- 수행할 작업
아래 데이터 전체를 각 줄마다 하나의 행으로 하는 마크다운 표로 변환하라. 열 이름은 "번호"와 "내용"으로 하고, 빈 줄은 제외한다.

- 입력 데이터
····················

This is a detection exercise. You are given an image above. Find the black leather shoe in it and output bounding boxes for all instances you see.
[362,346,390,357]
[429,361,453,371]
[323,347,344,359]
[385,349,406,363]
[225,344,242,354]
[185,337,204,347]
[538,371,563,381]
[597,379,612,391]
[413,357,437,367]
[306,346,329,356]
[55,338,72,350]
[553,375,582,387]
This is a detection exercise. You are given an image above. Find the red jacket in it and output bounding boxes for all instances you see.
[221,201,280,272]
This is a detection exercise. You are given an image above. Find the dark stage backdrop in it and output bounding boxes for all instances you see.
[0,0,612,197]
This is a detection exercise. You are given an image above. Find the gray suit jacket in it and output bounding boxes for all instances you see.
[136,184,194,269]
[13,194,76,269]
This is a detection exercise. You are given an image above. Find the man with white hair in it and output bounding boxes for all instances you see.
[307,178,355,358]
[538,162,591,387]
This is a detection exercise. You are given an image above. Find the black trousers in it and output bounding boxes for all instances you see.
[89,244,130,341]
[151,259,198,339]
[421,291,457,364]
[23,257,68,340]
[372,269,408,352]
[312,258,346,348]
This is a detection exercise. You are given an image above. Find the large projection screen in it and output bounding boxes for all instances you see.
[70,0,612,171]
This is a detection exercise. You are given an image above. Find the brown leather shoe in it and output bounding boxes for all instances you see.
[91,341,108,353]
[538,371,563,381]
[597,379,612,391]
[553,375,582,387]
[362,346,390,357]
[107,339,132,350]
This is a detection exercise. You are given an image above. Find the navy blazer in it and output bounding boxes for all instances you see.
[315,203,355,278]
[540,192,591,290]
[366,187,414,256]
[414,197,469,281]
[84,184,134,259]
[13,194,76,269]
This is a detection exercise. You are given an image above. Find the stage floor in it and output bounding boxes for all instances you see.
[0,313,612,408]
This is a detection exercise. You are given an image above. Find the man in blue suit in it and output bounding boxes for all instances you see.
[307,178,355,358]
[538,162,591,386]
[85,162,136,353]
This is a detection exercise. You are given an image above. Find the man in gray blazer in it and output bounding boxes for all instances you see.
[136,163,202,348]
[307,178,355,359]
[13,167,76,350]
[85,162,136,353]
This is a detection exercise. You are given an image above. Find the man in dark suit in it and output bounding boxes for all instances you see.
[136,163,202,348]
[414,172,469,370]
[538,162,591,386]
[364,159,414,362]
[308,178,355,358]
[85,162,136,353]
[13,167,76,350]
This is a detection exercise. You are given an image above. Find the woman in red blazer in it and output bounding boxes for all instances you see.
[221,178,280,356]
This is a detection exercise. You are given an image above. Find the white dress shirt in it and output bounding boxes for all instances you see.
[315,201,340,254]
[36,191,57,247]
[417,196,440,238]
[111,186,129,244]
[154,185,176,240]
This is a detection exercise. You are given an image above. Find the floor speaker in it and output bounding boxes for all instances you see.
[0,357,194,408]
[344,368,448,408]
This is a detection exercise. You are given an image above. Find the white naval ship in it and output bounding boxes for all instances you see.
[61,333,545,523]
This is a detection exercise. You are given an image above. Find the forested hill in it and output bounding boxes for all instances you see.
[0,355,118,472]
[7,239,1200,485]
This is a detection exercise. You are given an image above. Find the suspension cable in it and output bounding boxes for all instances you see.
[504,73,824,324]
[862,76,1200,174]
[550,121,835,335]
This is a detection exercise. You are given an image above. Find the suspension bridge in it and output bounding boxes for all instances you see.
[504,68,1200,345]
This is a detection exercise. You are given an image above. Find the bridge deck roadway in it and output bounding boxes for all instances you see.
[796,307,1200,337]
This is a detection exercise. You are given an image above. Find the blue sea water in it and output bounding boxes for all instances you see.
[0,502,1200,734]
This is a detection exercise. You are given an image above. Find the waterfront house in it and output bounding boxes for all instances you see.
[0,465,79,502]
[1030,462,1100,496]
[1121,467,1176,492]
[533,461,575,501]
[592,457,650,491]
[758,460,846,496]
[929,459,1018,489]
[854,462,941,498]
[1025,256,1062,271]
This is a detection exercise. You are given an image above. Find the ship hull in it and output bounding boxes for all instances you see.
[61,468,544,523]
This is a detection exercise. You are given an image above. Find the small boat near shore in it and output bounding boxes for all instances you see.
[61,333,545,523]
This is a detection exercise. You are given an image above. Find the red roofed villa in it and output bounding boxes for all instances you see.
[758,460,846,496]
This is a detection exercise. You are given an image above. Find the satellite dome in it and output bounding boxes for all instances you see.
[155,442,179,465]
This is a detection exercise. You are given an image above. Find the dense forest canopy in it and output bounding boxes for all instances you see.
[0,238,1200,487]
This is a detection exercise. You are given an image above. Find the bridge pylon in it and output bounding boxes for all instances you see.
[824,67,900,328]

····················

- 문제 답안
| 번호 | 내용 |
|---|---|
| 1 | This is a detection exercise. You are given an image above. Find the black leather shoe in it and output bounding boxes for all instances you see. |
| 2 | [362,346,390,357] |
| 3 | [429,361,453,371] |
| 4 | [323,347,344,359] |
| 5 | [385,349,406,363] |
| 6 | [225,344,242,354] |
| 7 | [185,337,204,347] |
| 8 | [538,371,563,381] |
| 9 | [597,379,612,391] |
| 10 | [413,357,437,367] |
| 11 | [306,346,329,356] |
| 12 | [55,338,72,350] |
| 13 | [553,375,582,387] |
| 14 | This is a detection exercise. You are given an image above. Find the red jacket in it and output bounding boxes for all instances you see. |
| 15 | [221,201,280,272] |
| 16 | This is a detection exercise. You are given an image above. Find the dark stage backdrop in it and output bounding boxes for all instances you see. |
| 17 | [0,0,612,197] |
| 18 | This is a detection exercise. You are given an image above. Find the gray suit jacket in it and output bounding boxes for all instances you see. |
| 19 | [136,184,194,269] |
| 20 | [13,194,76,269] |
| 21 | This is a detection exercise. You are given an image above. Find the man with white hair in it and output bounding boxes for all instances you see. |
| 22 | [307,178,355,358] |
| 23 | [538,162,591,387] |
| 24 | This is a detection exercise. You are given an image above. Find the black trousers in it and output bounding boxes for all instances you see. |
| 25 | [89,244,130,341] |
| 26 | [151,259,198,339] |
| 27 | [421,291,457,364] |
| 28 | [23,257,68,340] |
| 29 | [372,269,408,352] |
| 30 | [312,258,346,348] |
| 31 | This is a detection exercise. You are given an image above. Find the large projection screen in it and output bounding boxes for all instances you see. |
| 32 | [70,0,612,171] |
| 33 | This is a detection exercise. You are given an image above. Find the brown leather shoe in it and output bounding boxes for all instances you see. |
| 34 | [91,341,108,353] |
| 35 | [538,371,563,381] |
| 36 | [597,379,612,391] |
| 37 | [553,375,582,387] |
| 38 | [362,346,390,357] |
| 39 | [107,339,132,350] |
| 40 | This is a detection exercise. You are given an image above. Find the navy blazer in it and output bounding boxes for all instances you see. |
| 41 | [315,203,355,278] |
| 42 | [540,192,591,290] |
| 43 | [366,187,414,256] |
| 44 | [414,197,469,281] |
| 45 | [84,184,134,259] |
| 46 | [13,194,76,269] |
| 47 | This is a detection exercise. You are given an image above. Find the stage floor in it and output bounding boxes for all instances you see. |
| 48 | [0,313,612,408] |
| 49 | This is a detection exercise. You are given an image above. Find the man in blue suit in it and output bounding boxes for all instances you see. |
| 50 | [307,178,355,358] |
| 51 | [538,162,591,386] |
| 52 | [85,162,136,353] |
| 53 | This is a detection exercise. You are given an image above. Find the man in gray blazer in it and output bounding boxes for all instances you see. |
| 54 | [136,163,202,348] |
| 55 | [307,178,355,359] |
| 56 | [13,167,76,350] |
| 57 | [85,162,136,353] |
| 58 | This is a detection exercise. You are given an image above. Find the man in dark suit in it and output bounding boxes for all instances you see. |
| 59 | [136,163,202,348] |
| 60 | [414,172,469,370] |
| 61 | [538,162,591,386] |
| 62 | [364,159,414,362] |
| 63 | [308,178,355,358] |
| 64 | [85,162,136,353] |
| 65 | [13,167,76,350] |
| 66 | This is a detection exercise. You are given an image above. Find the woman in red blazer in it and output bounding boxes for all instances you see. |
| 67 | [221,178,280,356] |
| 68 | This is a detection exercise. You are given an image above. Find the white dress shirt in it and output bounding boxes for all instances you see. |
| 69 | [315,201,340,254] |
| 70 | [36,191,57,247] |
| 71 | [417,196,440,238] |
| 72 | [111,186,129,244] |
| 73 | [154,185,176,240] |
| 74 | This is a detection exercise. You are given an image above. Find the floor speaker in it and output bounding boxes for all instances you see. |
| 75 | [0,357,194,408] |
| 76 | [344,368,448,408] |
| 77 | This is a detection exercise. You are given an image above. Find the white naval ship in it and output bounding boxes for all instances you see. |
| 78 | [61,333,545,523] |
| 79 | This is a detection exercise. You are given an image above. Find the forested hill in it and output bounding boxes for all instances you see. |
| 80 | [0,355,118,472] |
| 81 | [7,239,1200,485] |
| 82 | This is a detection exercise. You are given an image above. Find the suspension cable in it and output bounding boxes for all instances you see. |
| 83 | [504,73,824,324] |
| 84 | [862,76,1200,174] |
| 85 | [550,121,835,335] |
| 86 | This is a detection exercise. You are given an image above. Find the suspension bridge in it and output bounding boxes for all instances you see. |
| 87 | [504,68,1200,345] |
| 88 | This is a detection exercise. You are given an image above. Find the bridge deck roadway in it and output bounding boxes for all instances you see. |
| 89 | [796,307,1200,337] |
| 90 | This is a detection exercise. You are given an image above. Find the blue sea water in it and output bounding boxes for all instances you see. |
| 91 | [0,502,1200,734] |
| 92 | This is a detection exercise. You are given an image above. Find the waterfront house in it and output bounding boxes for all instances you see. |
| 93 | [0,465,79,502] |
| 94 | [1030,462,1100,496] |
| 95 | [1121,467,1176,492] |
| 96 | [533,461,575,501] |
| 97 | [592,457,650,491] |
| 98 | [758,460,846,496] |
| 99 | [929,459,1018,489] |
| 100 | [854,462,941,498] |
| 101 | [1025,256,1062,271] |
| 102 | This is a detection exercise. You are given an image above. Find the ship hull in it and output bounding boxes for all instances you see. |
| 103 | [61,468,544,523] |
| 104 | This is a detection exercise. You are given an image above. Find the small boat near shore in it and output bounding boxes for all instances you see. |
| 105 | [61,333,545,523] |
| 106 | This is a detection exercise. You are given an image above. Find the red roofed villa in it and output bounding boxes for all instances you see. |
| 107 | [758,460,846,496] |
| 108 | This is a detection exercise. You are given an image above. Find the satellite dome in it and output bounding boxes for all instances you see. |
| 109 | [155,442,179,465] |
| 110 | This is a detection exercise. You are given an image above. Find the dense forest canopy in it and output bounding boxes for all instances you see. |
| 111 | [0,238,1200,487] |
| 112 | This is a detection exercise. You are given an image above. Find the bridge pylon in it and output bounding boxes for all instances you see. |
| 113 | [824,67,900,328] |